**WRITTEN REQUEST:** Copy the lines below word for word. Begin at the line that has "Task: where can the shrub" and stop after the line that has "Target: shrub".

**MATERIAL PROVIDED:**
.....

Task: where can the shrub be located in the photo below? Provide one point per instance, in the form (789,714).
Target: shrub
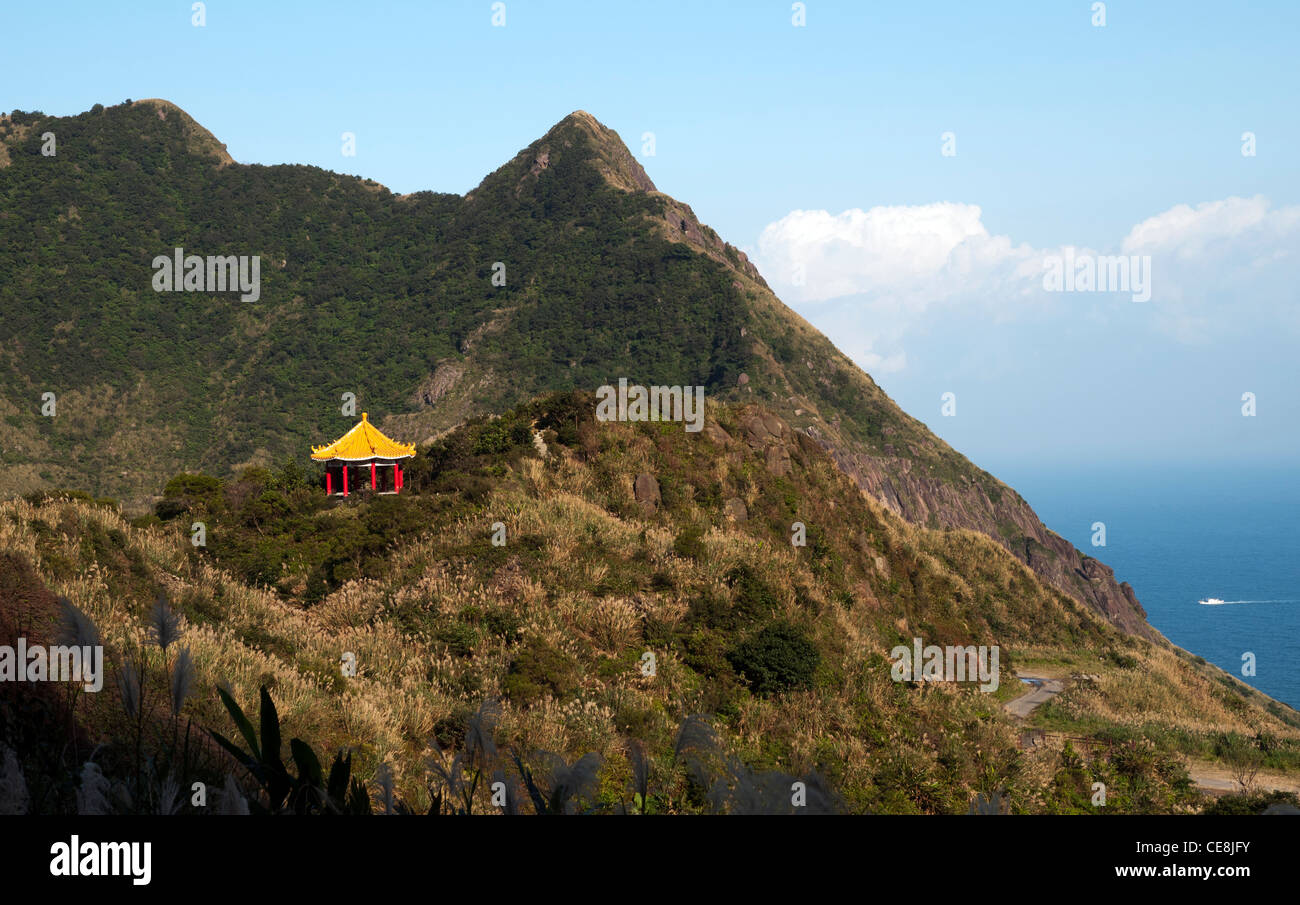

.....

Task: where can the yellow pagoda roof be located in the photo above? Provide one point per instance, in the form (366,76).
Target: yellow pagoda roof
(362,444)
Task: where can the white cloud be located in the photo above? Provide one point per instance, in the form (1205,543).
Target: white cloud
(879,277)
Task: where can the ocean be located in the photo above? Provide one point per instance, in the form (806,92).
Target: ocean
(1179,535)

.....

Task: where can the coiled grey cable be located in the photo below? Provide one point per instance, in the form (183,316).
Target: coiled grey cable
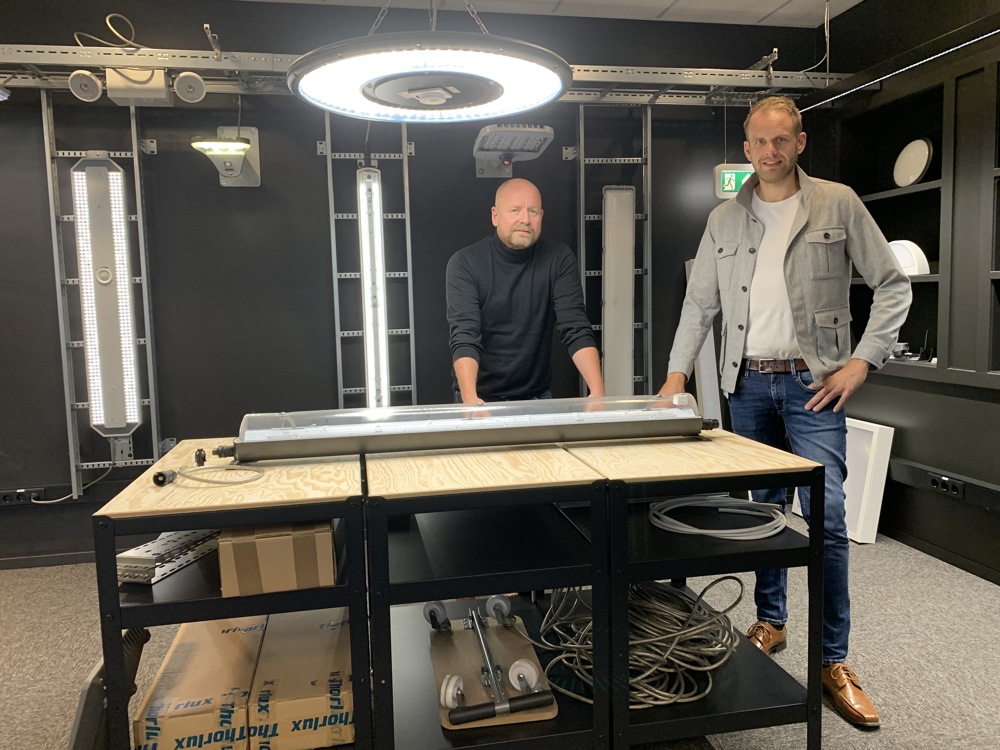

.....

**THE COMPLETED TASK:**
Task: where can the shrub be located in the photo below? Provide one point per instance, in the form (789,714).
Target: shrub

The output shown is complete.